╭─ PROVIDED PASSAGE

In this paper, a VMD method combined with the whale optimization algorithm (WOA) is presented and used to reduce signal interference from background light and electric noises for a lidar echo signal. The proposed method utilizes the WOA to obtain the optimal parameter combination of decomposition mode number K and quadratic penalty α. The signal is reconstructed by using the relevant modes, which are selected by calculating the Bhattacharyya distance between the probability density function (PDF) of each mode and the input signal. Four synthetic signals are applied to validate the feasibility of the VMD-WOA model. Numerical exploration shows that the new method can achieve improved results in terms of accuracy and signal-to-noise ratio (SNR) than the method presented in our previous work [21] and other technologies.

2. Brief Description of the VMD Algorithm

The VMD algorithm can decompose any signal into an ensemble of band-limited intrinsic mode functions (BLIMFs) [22]. To evaluate the bandwidth of each mode, VMD is represented as a constrained variational problem, which is given as follows:

$$\begin{array}{l}\underset{\left\{u_k\right\},\left\{{\omega }_k\right\}}{\min }\left\{{\displaystyle \sum _{k=1}^K{\Vert {\partial }_t[(\delta \left(t\right)+\frac{j}{\pi t})\times u_k\left(t\right)]e^{-j{\omega }_{k}t}\Vert }_2^2}\right\}\\ s.t.{\displaystyle \sum _{k=1}^K{u}_k=f}\end{array},$$

(1)

where u_k is the kth mode, ω_k is the center frequency, ${\partial }_t$ represents the gradient with respect to t, t is the time script, δ(t) denotes the impulse function, ‖…‖₂ is the norm, ${\Vert {\partial }_t[(\delta \left(t\right)+\frac{j}{\pi t})\times u_k\left(t\right)]e^{-j{\omega }_{k}t}\Vert }_2^2$ represents the bandwidth of each mode, and f is the original signal to be decomposed.

Taking the quadratic penalty α and Lagrangian multiplier λ into consideration, we can convert the above constrained problem into the unconstrained variational problem. The augmented Lagrangian is expressed as follows:

$$L\left(\left\{u_k\right\},\left\{{\omega }_k\right\},\lambda \right)=\alpha {\displaystyle \sum _k{\Vert {\partial }_t[(\delta \left(t\right)+\frac{j}{\pi t})\times u_k\left(t\right)]e^{-j{\omega }_{k}t}\Vert }_2^2}+{\Vert f(t)-{\displaystyle \sum _k{u}_k\left(t\right)}\Vert }_2^2+\langle \lambda \left(t\right),f\left(t\right)-{\displaystyle \sum _k{u}_k\left(t\right)}\rangle .$$

(2)

╰─

PROBLEM STATEMENT
In the VMD passage, which two parameters does the whale optimization algorithm optimize? The data after this point has no role in the exercise.

╭─ DATA LINES

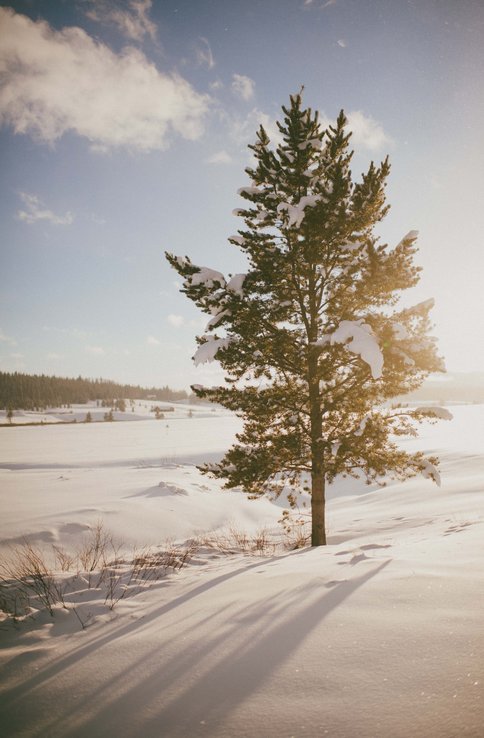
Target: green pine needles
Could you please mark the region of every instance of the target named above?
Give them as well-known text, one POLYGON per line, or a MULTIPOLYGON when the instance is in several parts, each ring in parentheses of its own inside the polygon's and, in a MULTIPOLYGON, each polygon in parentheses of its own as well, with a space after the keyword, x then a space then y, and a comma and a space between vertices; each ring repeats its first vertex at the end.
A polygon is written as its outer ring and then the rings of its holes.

╰─

RESULT OF THIS TASK
The decomposition mode number K and the quadratic penalty α.